(THE INPUT begins)

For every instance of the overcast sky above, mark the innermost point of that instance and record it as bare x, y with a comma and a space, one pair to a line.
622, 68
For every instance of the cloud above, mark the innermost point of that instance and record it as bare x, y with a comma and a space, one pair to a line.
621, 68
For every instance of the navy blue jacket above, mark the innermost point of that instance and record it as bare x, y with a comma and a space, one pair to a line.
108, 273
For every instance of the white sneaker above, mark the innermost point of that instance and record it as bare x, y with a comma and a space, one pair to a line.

(THE INPUT ends)
(THE INPUT begins)

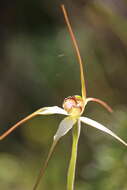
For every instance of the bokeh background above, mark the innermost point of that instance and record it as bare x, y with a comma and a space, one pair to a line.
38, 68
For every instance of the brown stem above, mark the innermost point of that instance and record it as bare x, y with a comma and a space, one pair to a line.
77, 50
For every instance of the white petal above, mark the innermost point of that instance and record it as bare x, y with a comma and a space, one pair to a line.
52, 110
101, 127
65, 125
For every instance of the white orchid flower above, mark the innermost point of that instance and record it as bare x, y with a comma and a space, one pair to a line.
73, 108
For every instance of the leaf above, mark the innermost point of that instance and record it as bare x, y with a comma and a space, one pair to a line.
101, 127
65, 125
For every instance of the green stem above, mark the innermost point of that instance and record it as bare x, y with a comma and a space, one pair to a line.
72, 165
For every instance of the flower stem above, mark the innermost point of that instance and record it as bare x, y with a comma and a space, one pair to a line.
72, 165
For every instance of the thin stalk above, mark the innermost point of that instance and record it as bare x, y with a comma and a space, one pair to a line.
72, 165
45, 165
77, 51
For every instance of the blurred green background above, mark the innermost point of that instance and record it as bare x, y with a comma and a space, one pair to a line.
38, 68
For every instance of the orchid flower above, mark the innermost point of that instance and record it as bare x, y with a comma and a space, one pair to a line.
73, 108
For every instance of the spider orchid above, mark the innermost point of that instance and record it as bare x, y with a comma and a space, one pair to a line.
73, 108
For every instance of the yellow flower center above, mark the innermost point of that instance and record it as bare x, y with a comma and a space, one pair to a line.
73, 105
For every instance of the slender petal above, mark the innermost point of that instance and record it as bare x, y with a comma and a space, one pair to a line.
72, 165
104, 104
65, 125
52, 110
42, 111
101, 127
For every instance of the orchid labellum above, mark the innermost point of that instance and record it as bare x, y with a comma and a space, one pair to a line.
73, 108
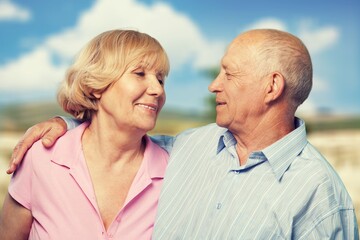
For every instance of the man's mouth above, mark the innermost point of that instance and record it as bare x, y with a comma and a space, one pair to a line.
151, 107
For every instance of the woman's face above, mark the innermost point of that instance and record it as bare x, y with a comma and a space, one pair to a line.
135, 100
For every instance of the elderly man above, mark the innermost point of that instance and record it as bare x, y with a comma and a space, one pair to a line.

(THE INPUT ends)
(THE INPUT begins)

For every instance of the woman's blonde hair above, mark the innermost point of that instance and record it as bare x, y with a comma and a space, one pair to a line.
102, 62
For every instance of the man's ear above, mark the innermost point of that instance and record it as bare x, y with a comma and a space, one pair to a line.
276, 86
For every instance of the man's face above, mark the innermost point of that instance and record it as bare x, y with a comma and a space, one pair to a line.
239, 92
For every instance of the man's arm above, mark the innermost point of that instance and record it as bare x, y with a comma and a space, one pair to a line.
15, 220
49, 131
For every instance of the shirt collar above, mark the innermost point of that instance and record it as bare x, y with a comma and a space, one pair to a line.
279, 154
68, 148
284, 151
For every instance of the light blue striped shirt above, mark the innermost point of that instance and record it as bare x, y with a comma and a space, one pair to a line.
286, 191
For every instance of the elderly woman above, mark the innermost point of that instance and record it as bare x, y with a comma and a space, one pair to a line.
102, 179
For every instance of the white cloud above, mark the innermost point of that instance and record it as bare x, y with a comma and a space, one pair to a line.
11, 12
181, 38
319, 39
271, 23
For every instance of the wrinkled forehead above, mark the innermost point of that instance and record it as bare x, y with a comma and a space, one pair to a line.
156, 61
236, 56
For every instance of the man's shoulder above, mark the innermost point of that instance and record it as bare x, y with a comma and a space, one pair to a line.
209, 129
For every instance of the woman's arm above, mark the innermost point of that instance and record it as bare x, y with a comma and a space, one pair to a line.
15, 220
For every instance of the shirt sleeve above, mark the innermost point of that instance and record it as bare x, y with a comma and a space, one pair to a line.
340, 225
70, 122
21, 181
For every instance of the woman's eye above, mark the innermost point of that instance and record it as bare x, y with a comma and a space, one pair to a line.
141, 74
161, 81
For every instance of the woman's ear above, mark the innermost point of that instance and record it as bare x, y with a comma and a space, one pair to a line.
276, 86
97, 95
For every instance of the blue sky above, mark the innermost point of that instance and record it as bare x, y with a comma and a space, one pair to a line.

(THE INPUT ends)

● **AIM OF THE EXERCISE**
Repeat word for word the lines above that run from the line containing "For every instance of the overcast" through the line containing "For every instance of the white sneaker", both ends included, and nothing else.

● **OUTPUT OF THE EXERCISE**
For every instance of the overcast sky above, mark the innermost point of that instance and record it as bare x, y with a comma and a space, one pair to a line.
622, 68
For every instance of the cloud above, mark the innermost point of that instance and record it as bare x, y with a comma and a space, one pair to a line.
621, 68
For every instance of the navy blue jacket above, mark the innermost point of that instance and record it as bare x, y with a comma and a space, one pair to a line.
108, 273
For every instance of the white sneaker above, mark the innermost point of that instance and record it as bare x, y with a comma and a space, one pair to a line.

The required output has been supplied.